[Rows from a point annotation set]
┄┄┄┄┄┄

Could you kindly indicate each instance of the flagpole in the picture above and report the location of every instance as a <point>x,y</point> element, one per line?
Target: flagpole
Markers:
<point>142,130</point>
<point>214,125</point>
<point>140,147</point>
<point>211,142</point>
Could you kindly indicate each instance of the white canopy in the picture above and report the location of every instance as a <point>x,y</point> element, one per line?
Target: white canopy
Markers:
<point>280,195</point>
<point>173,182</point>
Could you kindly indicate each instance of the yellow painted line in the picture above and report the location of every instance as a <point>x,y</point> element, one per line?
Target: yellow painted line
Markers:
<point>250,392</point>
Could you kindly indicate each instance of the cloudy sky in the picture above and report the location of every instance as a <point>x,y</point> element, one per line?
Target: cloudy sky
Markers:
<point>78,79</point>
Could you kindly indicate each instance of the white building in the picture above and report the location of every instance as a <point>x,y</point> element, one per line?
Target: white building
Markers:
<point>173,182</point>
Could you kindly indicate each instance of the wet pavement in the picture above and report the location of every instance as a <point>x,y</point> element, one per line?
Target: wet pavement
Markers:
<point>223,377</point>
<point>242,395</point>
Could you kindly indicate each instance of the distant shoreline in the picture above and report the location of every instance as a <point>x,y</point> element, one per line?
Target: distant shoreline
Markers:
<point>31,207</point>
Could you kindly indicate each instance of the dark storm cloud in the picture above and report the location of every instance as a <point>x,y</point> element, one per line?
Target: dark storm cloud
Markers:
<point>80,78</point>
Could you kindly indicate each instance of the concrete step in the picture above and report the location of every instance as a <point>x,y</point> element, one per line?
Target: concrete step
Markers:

┄┄┄┄┄┄

**AIM OF THE TASK:** Copy the rows word for word, from the line with "Could you kindly indicate each instance of the yellow" to the line with "<point>78,79</point>", including both of those lines.

**EXERCISE RESPONSE:**
Could you kindly indicate each instance of the yellow painted line in the picture above and report the location of every instance as a <point>x,y</point> element, one per line?
Target: yellow painted line
Markers:
<point>250,392</point>
Could you kindly indicate each instance of the cloudy sky in the picture above and report the location of every instance as a <point>x,y</point> element, one per line?
Target: cloudy sky
Markers:
<point>78,79</point>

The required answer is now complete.